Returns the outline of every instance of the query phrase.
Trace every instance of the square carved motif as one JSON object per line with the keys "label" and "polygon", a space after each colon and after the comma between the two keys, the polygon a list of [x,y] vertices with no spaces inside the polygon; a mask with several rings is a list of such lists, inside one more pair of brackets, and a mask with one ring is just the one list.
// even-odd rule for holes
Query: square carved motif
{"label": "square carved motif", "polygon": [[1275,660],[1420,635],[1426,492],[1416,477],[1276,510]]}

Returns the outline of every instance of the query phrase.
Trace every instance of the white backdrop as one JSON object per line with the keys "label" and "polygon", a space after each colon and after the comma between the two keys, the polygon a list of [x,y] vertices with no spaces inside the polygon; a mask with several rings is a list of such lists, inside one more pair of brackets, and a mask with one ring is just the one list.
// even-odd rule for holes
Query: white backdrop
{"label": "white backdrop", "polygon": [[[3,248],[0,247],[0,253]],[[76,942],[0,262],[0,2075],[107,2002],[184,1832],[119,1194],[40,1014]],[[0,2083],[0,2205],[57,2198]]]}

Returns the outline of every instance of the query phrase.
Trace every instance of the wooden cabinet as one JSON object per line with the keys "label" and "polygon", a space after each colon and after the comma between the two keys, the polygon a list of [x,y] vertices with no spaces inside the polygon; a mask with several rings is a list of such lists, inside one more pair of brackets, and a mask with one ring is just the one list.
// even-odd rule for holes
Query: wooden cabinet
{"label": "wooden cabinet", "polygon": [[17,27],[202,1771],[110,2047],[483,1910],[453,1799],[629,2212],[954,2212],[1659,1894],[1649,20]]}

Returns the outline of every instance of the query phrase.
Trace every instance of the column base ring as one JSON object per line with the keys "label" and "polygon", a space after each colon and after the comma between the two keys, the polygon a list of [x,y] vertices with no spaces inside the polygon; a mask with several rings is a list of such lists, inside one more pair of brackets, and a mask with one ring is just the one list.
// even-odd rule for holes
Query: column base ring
• • • • •
» **What is needed**
Word for word, print the listing above once more.

» **Response to the task**
Returns the outline of every instance of the query phrase.
Trace every instance of the square carved motif as one JSON object per line with the keys "label" and "polygon", a space after each colon and after the comma between the two keys, the polygon a list of [x,y] vertices with no spaces inside the polygon; a mask with several rings is a list of such lists, inside one more pair of brackets, and a mask with one ring is just the one list.
// even-odd rule for holes
Query: square carved motif
{"label": "square carved motif", "polygon": [[1275,660],[1420,635],[1426,492],[1416,477],[1276,510]]}

Returns the outline of every instance of the query phrase.
Trace every instance of the white backdrop as one JSON object per line with the keys "label" and "polygon", a space after each colon and after the comma between the two keys, the polygon a list of [x,y] vertices with no spaces inside the polygon; a mask with several rings is a list of such lists, inside one more pair of brackets, and a mask with one ring is just the one list.
// even-odd rule for holes
Query: white backdrop
{"label": "white backdrop", "polygon": [[[3,248],[0,247],[0,253]],[[76,942],[0,262],[0,2075],[107,2002],[184,1832],[119,1194],[40,1014]],[[0,2083],[0,2205],[57,2198]]]}

Returns the outline of every instance of the query phrase.
Trace every instance of the wooden cabinet as one JSON object per line with the keys "label" and "polygon", a space after each colon and after the comma between the two keys, the polygon a list of [x,y] vertices with no spaces inside the polygon; a mask with several rings is a list of such lists, inside one more pair of brackets, and a mask with one ring is just the one list.
// even-odd rule for holes
Query: wooden cabinet
{"label": "wooden cabinet", "polygon": [[17,27],[202,1771],[110,2047],[483,1910],[453,1799],[629,2212],[954,2212],[1659,1894],[1649,20]]}

Returns the outline of every instance of the query phrase.
Trace every instance of the column base ring as one JSON object per line with the keys "label" and "polygon", a space after each colon and after the comma between the two keys, the polygon a list of [x,y] vertices with no spaces inside the polygon; a mask with several rings is a list of such lists, inside one more pair of brackets, and a mask with one ring is just the one list.
// even-odd rule for holes
Query: column base ring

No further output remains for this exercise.